*Your instructions:*
Copy the passage from the forum thread on pet store puppies word for word, starting at "Oh yes. Sadly, even" and ending at "takes one home.".

*Text under study:*
Oh yes. Sadly, even those who know better succumb to the pet store temptation. One of my dearest girlfriends did the same thing last summer. She was considering a Hav, but was smitten with a Teacup Yorkie in a pet store on a business trip and bought it for $2500. It died before her kids even got to meet it due to Parvo. She flew home with it, took it immediately to her veterinarian and it never left the hospital. It was very sad.


----------



## BeverlyA (Oct 29, 2006)

Oh Jen,
I know how you feel. I have a girlfriend in Ohio who has had friends go threw the heartbreak of buying a sick, EXPENSIVE, puppymill puppy from a pet store, but she still goes into their pet shops and coos over the puppys. I constantly remind her about what pet shops do, but I think it's just a matter of time before she takes one home.

It IS frustrating:frusty: but don't be too hard on yourself. At least you did the right thing and all you can do is encourage others to do the same.

I recently switched vets when I found out the office I have been going to for 30 years is now giving free visits to the puppy's from our cities pet shop.

*Extracted information:*
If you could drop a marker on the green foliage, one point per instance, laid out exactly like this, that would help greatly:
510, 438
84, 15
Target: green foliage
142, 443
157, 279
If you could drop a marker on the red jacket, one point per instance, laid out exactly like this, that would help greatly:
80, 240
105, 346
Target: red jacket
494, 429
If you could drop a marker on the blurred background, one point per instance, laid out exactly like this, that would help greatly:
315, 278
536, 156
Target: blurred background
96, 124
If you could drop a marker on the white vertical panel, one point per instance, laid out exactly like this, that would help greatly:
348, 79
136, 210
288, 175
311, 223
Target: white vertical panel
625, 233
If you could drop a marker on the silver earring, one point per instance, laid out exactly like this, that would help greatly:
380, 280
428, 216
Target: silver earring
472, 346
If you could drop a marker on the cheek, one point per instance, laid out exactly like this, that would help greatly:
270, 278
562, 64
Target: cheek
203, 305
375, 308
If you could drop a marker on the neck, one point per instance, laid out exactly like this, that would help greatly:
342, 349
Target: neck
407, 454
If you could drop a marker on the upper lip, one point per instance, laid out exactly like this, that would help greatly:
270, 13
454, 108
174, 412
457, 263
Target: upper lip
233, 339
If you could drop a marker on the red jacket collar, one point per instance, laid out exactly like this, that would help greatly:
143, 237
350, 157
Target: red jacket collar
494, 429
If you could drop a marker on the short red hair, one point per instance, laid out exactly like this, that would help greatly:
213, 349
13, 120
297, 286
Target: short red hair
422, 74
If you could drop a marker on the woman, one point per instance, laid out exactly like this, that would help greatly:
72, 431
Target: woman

* * *

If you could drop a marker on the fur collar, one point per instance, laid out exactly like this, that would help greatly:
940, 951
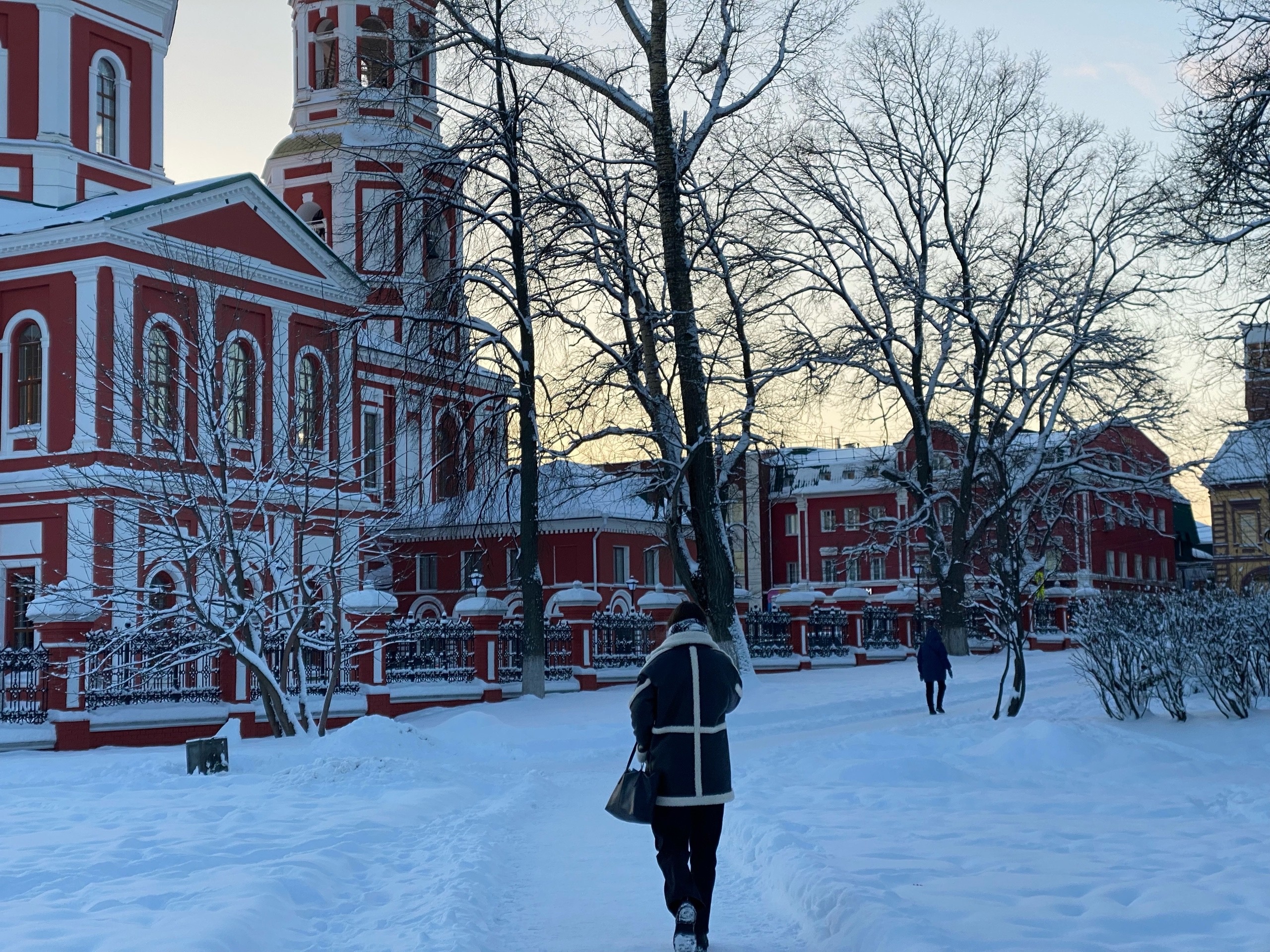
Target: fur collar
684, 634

*Solution to the exercise:*
Oh yes. Sadly, even those who know better succumb to the pet store temptation. One of my dearest girlfriends did the same thing last summer. She was considering a Hav, but was smitten with a Teacup Yorkie in a pet store on a business trip and bought it for $2500. It died before her kids even got to meet it due to Parvo. She flew home with it, took it immediately to her veterinarian and it never left the hospital. It was very sad.


----------



## BeverlyA (Oct 29, 2006)

Oh Jen,
I know how you feel. I have a girlfriend in Ohio who has had friends go threw the heartbreak of buying a sick, EXPENSIVE, puppymill puppy from a pet store, but she still goes into their pet shops and coos over the puppys. I constantly remind her about what pet shops do, but I think it's just a matter of time before she takes one home.